===== Excerpted text

The Nebraska-developed multi-organ metabolic model — the largest ever created of corn (or any other plant) — allows scientists to conduct research more efficiently and quickly than field research using actual corn plants. The model can also help field researchers with actual corn plants conduct experiments faster and more efficiently, said Niaz Bahar Chowdhury, a doctoral student working with Saha.
It’s estimated that temperature stress resulting from climate change can reduce corn productivity by 7% to 18%.
“There is a pressing need to develop high-yielding maize genotypes capable of withstanding temperature stress,” Saha said.
Scientists are focusing on how plants’ metabolism can be adjusted to counteract that stress. The team’s study takes a holistic, plant-wide approach rather than looking only at specific elements of the plant, Saha said.
Among other impacts, temperature stress can reduce photosynthesis and carbohydrate synthesis in leaves, reduce starch synthesis in kernels, and affect amino acids and lignin biosynthesis in stalks. Also, temperature stress can damage enzymes and tissues, impair flowering and trigger oxidative stress at the reproductive stage.
Saha’s team expressed excessive heat and cold data into their model, finding that both created so-called “metabolic bottlenecks” that slowed plant growth, but noting that heat was especially problematic. Excessive heat is expected to continue impeding crop growth amid ongoing climate change.
One approach to mitigate temperature stress is to reengineer the plant, creating new hybrids that are less affected by it. While that can be successful, “it’s a very, very long process,” Saha said.
In the other approach, researchers inoculated corn root with a beneficial fungus known as Rhizophagus irregularis, commonly used as a soil inoculant. The new study found that R. irregularis also was successful in reducing metabolic bottlenecks that slow plant growth under heat and cold stress conditions, Saha said. Both whole plant biomass and organ-specific biomass growth rates increased with the fungal treatment. Future research, using the same metabolic model, will focus on how R. irregularis affects plant metabolism under high- and low-nitrogen conditions.
Chowdhury and Saha said the model they have created will be available to researchers who want to study other stresses on corn.

==========
===== Input data

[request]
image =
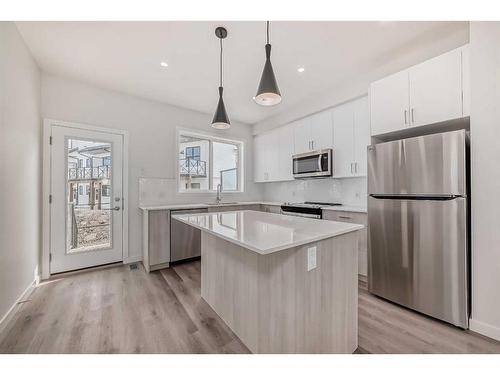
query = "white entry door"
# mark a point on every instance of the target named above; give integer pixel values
(86, 210)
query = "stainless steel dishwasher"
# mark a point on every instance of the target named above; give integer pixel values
(185, 240)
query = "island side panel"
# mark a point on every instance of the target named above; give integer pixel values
(229, 283)
(313, 311)
(274, 305)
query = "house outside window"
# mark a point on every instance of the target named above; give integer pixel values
(193, 152)
(206, 161)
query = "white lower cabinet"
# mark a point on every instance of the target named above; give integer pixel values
(351, 136)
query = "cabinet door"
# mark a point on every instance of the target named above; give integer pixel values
(159, 237)
(343, 140)
(389, 103)
(258, 159)
(302, 136)
(466, 80)
(321, 130)
(272, 155)
(361, 135)
(436, 89)
(286, 147)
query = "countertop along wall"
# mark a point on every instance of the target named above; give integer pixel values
(20, 167)
(351, 191)
(152, 128)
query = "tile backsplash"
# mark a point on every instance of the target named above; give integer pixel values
(348, 191)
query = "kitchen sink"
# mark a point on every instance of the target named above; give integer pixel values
(223, 204)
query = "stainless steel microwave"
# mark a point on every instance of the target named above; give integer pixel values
(313, 164)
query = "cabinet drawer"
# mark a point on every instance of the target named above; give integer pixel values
(349, 217)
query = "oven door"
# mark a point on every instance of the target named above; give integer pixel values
(313, 164)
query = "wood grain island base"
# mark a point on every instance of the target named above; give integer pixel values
(274, 305)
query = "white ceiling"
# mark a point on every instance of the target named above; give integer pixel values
(126, 56)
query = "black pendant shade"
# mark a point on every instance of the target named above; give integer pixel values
(268, 93)
(221, 120)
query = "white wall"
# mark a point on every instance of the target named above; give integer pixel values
(485, 168)
(152, 150)
(20, 166)
(351, 191)
(348, 191)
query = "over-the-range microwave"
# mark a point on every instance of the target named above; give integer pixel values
(316, 163)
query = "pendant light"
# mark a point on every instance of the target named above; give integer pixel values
(221, 121)
(268, 93)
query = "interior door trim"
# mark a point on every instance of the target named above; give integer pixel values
(43, 269)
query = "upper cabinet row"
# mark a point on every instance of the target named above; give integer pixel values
(345, 129)
(433, 91)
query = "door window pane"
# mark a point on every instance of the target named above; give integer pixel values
(88, 217)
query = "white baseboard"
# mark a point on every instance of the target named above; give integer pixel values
(132, 259)
(484, 329)
(10, 313)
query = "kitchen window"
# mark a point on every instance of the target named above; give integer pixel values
(206, 161)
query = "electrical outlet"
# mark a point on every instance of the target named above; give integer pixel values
(311, 258)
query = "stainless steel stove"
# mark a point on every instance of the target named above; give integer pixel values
(306, 209)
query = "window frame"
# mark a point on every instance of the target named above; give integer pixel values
(240, 145)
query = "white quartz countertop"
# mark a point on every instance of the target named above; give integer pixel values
(264, 232)
(186, 206)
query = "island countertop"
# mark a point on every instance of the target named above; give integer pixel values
(263, 232)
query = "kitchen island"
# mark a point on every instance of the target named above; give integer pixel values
(283, 284)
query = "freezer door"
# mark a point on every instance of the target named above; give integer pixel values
(427, 165)
(417, 255)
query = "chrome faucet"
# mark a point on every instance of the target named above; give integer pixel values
(219, 191)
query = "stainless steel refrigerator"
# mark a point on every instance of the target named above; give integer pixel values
(418, 224)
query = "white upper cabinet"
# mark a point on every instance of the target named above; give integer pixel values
(273, 155)
(351, 136)
(302, 136)
(259, 158)
(466, 80)
(321, 130)
(436, 89)
(389, 100)
(313, 132)
(361, 135)
(344, 128)
(343, 140)
(286, 150)
(433, 91)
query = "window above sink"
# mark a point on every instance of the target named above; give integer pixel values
(205, 161)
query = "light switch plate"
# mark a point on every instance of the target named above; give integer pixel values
(311, 258)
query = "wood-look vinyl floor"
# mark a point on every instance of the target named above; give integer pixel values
(119, 310)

==========

→ **Exercise instructions**:
A) Which parts of the corn plant does the corn temperature-stress article name?
B) Answer these questions from the corn temperature-stress article:
(i) By how much can temperature stress from climate change reduce corn productivity?
(ii) What fungus did researchers inoculate corn root with?
(iii) Which was especially problematic in the model, excessive heat or excessive cold?
C) Return the text of the corn temperature-stress article between "In the other" and "and low-nitrogen conditions.", inclusive.
The items are separate from the corn temperature-stress article.

→ **Exercise responses**:
A) Leaves, kernels, stalks, and root.

B)
(i) By 7% to 18%.
(ii) Rhizophagus irregularis.
(iii) Excessive heat.

C)
In the other approach, researchers inoculated corn root with a beneficial fungus known as Rhizophagus irregularis, commonly used as a soil inoculant. The new study found that R. irregularis also was successful in reducing metabolic bottlenecks that slow plant growth under heat and cold stress conditions, Saha said. Both whole plant biomass and organ-specific biomass growth rates increased with the fungal treatment. Future research, using the same metabolic model, will focus on how R. irregularis affects plant metabolism under high- and low-nitrogen conditions.